=== What to work on ===
According to the passage on RAID levels, what is RAID Level 1 commonly called?

___ Given passage

A potential drawback to using small stripes is that synchronized spindle drives are required in order to keep performance from being degraded when short records are accessed. Without synchronized spindles, each drive in the array will be at different random rotational positions. Since an I/O cannot be completed until every drive has accessed its part of the record, the drive which takes the longest will determine when the I/O completes. The more drives in the array, the more the average access time for the array approaches the worst case single-drive access time. Synchronized spindles assure that every drive in the array reaches its data at the same time. The access time of the array will thus be equal to the average access time of a single drive rather than approaching the worst case access time.

The different RAID levels

RAID-0
RAID Level 0 is not redundant, hence does not truly fit the “RAID” acronym. In level 0, data is split across drives, resulting in higher data throughput. Since no redundant information is stored, performance is very good, but the failure of any disk in the array results in data loss. This level is commonly referred to as striping.

RAID-1
RAID Level 1 provides redundancy by writing all data to two or more drives. The performance of a level 1 array tends to be faster on reads and slower on writes compared to a single drive, but if either drive fails, no data is lost. This is a good entry-level redundant system, since only two drives are required; however, since one drive is used to store a duplicate of the data, the cost per megabyte is high. This level is commonly referred to as mirroring.

RAID-2

RAID Level 2, which uses Hamming error correction codes, is intended for use with drives which do not have built-in error detection. All SCSI drives support built-in error detection, so this level is of little use when using SCSI drives.

RAID-3
RAID Level 3 stripes data at a byte level across several drives, with parity stored on one drive. It is otherwise similar to level 4. Byte-level striping requires hardware support for efficient use.

______
___ Extracted material

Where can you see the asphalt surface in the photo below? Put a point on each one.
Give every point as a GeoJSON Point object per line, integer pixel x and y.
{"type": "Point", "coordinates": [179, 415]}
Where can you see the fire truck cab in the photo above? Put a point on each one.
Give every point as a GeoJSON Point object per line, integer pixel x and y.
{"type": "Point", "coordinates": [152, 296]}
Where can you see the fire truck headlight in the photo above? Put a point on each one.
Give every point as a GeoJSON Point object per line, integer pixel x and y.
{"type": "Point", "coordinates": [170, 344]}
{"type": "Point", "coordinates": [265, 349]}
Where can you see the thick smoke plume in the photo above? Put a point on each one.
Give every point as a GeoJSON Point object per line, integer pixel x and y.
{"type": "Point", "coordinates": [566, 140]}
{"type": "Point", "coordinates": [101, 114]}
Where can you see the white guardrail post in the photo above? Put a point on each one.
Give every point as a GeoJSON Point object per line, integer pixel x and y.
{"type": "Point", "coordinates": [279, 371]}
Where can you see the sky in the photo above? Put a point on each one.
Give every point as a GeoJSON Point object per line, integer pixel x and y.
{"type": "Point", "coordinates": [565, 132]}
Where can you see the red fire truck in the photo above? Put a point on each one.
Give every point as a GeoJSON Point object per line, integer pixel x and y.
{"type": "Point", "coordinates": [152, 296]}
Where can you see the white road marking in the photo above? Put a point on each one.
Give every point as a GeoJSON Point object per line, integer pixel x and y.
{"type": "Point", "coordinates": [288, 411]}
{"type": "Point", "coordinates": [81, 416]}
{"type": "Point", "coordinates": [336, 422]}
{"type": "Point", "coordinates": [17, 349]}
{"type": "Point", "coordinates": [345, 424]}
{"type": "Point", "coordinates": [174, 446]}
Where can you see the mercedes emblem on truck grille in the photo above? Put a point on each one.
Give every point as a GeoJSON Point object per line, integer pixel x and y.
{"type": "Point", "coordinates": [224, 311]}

______

=== Exercise solution ===
RAID Level 1 is commonly called mirroring.